* Given text
□ □ □ □ □

The importance of her being properly diagnosed is the fact that she lives with me and makes extremely false accusations. If she is diagnosed with dementia it will be considered that she can’t possibly live on her own. If indeed it is NPD, she would be capable to live on her own. Doesn’t mean she wouldn’t still drive me crazy, but I would at least have my house to be my place of peace. She doesn’t qualify for medicaid, and I do not have the $ to be able to put with her income to place her in assited living. They have apartments for seniors here based on their income, so hopefully that may be a possibility. Regardless what is causing it, it is very difficult to live with these behaviors. It is hard for me to believe that it is dementia, for I have learned how to play her games and we have overcome some of them, but there are always new ones to replace them. Now that I have become AWARE of her behaviors, I realize it is some of the same I have dealt with her as far back in my life as I can remember. I just didn’t know that it wasn’t normal or wasn’t me. My mom has all my life shamed and guilted me. She has always had a perfect attitude. She has always been the type that you could know she did or said something and ask her about it and she would deny and get angry. The most minor things she does not and has never taken criticism very well. Gets very defensive. My dad was physically abusive and they were together for 52 yrs. I don’t know if that would have caused her to have NPD. I have very fond memories of her mom and dad (my grandparents). I don’t feel that it came from her childhood, unless the fact that they had 11 children and were a farming family, they worked from sunup to sundown. Maybe lack of quality attention…Who knows. I do know she has a couple of siblings that, now that I realize it, are very much like her and they drive their children crazy as well. Self centered, hard to please, dramatic and controversial as well and they have been all along.

□ □ □ □ □

* Problem set
[A] List the traits that the last sentence of the account of living with a difficult mother gives for her siblings.
[B] Please continue the account of living with a difficult mother, starting after its final sentence.
The records have no connection to the account of living with a difficult mother.

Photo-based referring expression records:
□ □ □ □ □

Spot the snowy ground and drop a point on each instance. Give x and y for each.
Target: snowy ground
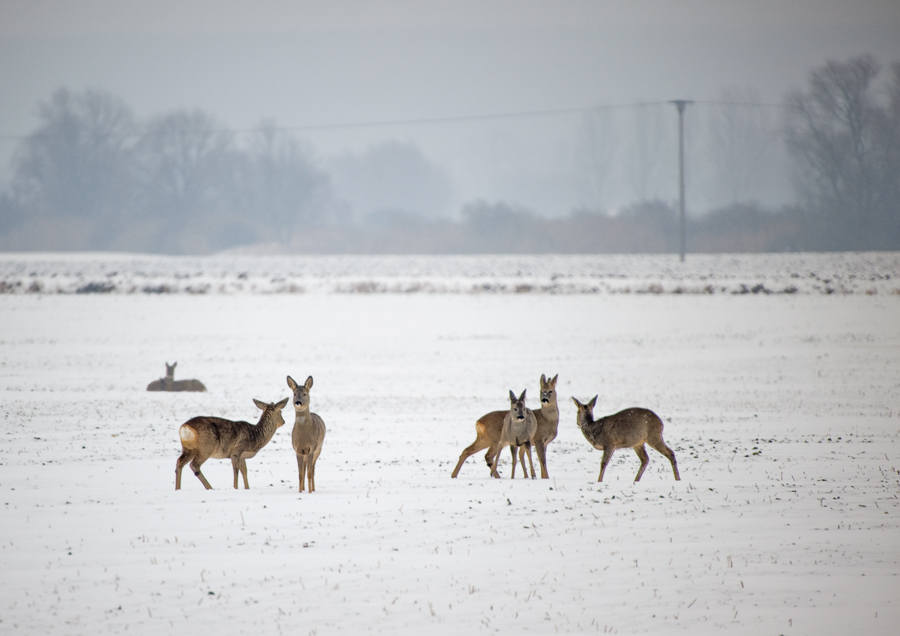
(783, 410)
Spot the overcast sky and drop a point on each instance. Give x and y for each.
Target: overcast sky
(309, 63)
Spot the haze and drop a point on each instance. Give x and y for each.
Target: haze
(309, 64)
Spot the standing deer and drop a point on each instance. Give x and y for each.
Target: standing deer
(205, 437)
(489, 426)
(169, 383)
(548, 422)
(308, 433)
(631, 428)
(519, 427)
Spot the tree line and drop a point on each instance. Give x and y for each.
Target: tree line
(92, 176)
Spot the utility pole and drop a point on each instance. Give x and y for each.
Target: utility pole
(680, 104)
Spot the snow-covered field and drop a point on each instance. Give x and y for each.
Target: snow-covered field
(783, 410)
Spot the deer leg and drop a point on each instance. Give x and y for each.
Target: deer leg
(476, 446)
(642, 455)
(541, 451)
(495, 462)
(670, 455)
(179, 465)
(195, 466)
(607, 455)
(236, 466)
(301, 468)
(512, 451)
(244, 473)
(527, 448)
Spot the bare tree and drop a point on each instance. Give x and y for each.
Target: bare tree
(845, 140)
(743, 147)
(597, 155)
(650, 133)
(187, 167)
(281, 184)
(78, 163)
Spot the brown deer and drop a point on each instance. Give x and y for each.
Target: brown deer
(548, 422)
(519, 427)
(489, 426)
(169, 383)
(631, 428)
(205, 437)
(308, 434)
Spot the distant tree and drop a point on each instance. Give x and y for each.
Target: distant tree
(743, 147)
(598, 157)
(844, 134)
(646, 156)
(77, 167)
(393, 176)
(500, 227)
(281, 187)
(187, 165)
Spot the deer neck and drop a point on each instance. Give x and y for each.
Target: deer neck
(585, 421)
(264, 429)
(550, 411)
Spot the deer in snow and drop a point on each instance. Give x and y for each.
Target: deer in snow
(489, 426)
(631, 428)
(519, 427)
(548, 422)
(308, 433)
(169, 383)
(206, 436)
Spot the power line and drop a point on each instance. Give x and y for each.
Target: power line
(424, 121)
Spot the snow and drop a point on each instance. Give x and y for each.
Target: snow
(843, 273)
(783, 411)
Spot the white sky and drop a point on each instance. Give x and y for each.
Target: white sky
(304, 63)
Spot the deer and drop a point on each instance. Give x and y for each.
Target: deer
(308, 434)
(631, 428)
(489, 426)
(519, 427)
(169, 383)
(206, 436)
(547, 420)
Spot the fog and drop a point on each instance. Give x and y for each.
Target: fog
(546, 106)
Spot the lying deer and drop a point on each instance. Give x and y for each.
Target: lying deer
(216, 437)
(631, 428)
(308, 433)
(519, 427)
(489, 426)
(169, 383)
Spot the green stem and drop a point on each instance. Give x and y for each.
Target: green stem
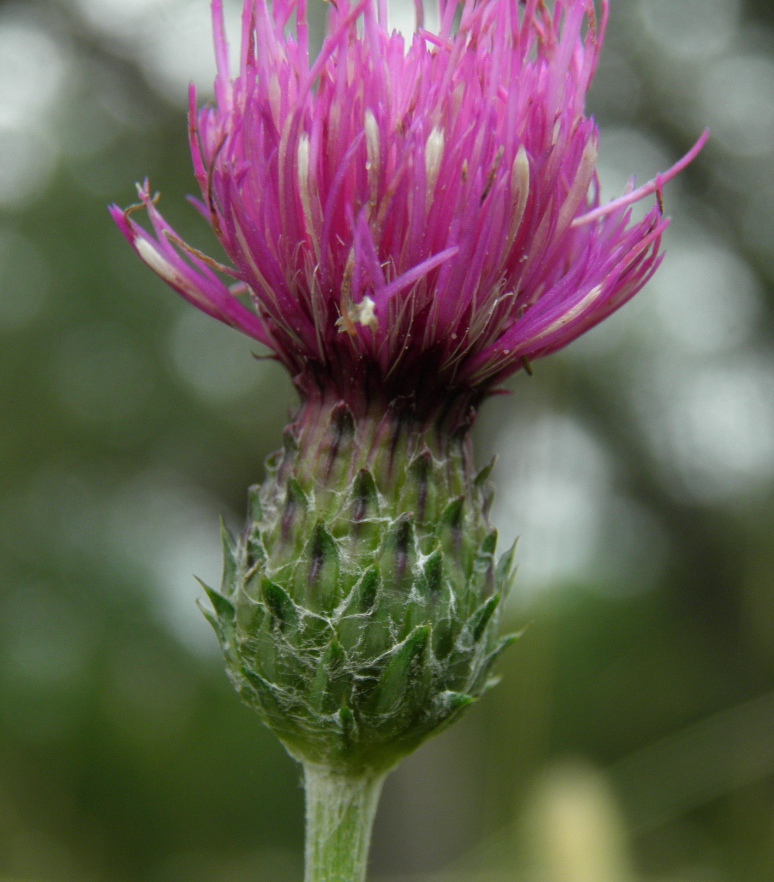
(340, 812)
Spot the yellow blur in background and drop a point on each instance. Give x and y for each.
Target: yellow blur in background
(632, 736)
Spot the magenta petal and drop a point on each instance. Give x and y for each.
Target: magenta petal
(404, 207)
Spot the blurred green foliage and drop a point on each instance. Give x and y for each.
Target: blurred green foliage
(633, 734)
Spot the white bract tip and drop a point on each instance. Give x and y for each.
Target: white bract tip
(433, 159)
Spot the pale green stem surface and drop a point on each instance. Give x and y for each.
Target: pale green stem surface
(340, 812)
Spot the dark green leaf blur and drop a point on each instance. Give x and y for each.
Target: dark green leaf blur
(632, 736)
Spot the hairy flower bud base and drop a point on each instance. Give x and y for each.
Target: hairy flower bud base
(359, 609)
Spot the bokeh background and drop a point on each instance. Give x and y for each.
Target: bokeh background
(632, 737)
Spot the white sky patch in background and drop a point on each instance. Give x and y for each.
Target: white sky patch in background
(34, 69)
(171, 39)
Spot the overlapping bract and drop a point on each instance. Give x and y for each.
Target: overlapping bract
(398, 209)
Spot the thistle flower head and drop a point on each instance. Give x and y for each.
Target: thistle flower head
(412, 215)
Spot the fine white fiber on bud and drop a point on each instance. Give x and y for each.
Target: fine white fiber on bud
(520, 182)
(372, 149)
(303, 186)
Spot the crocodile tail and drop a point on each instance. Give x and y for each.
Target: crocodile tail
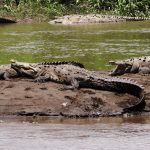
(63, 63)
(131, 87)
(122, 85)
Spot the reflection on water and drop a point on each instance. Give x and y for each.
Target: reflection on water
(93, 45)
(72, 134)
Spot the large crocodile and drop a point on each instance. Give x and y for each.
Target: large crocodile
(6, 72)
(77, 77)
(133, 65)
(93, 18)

□ □ □ □ □

* Task responses
[A]
Self centered
Hard to please
Dramatic
Controversial

[B]
NPD starts in childhood and its not something that comes later in life. Usually its associated with abuse, but I’ve heard stories of people who have NPD who did not have abusive parents. NPD starts when somebody is very young and the personality is developing. Thats not to say an abusive partner later in life can’t mess you up pretty badly. I’m not a doctor or a psychologist though, but I think if she has NPD it would have developed at a young age. I think it can develop even from being spoiled, or neglect. I personally think genetics plays a factor, also. Some people seem to do everything right and end up with narcissistic children.

I’m recognizing now that I’m older thats there’s all sorts of dysfunction that runs throughout my family, though I don’t know what disorder to attribute it to. Dealing with parents is very different than going through an intimate relationship, and I haven’t worked out the problems I had with my parents. My father was very manipulative and controlling. By the time his health started failing he had treated us all so badly that we just couldn’t bring ourselves to be around him, even to help him or take responsibility for his health or living conditions.

My ex used to drive me batty too, and she did the reaction/attention type things you talk about. In my situation setting firm boundaries and sticking to them helped. Not reacting and walking alway was the most affective, but there were just so many times that she just wouldn’t allow me the freedom to leave the conflict.

Both my parents filled me with a lot of shame and guilt and I’m still dealing with it today. I didn’t realize until I hit my 30s that I didn’t actually have a normal childhood like those around me did.

And the false accusations? Thats what my ex did and it was very hurtful to me. It still drives me a little nuts today to think that people often bought into her lies. Its not fun to live your life watching your back and being on the defensive and having to repair your reputation. I’m sorry you have to deal with these kinds of things, but it sounds like you are doing a very good job =) I know it isn’t easy.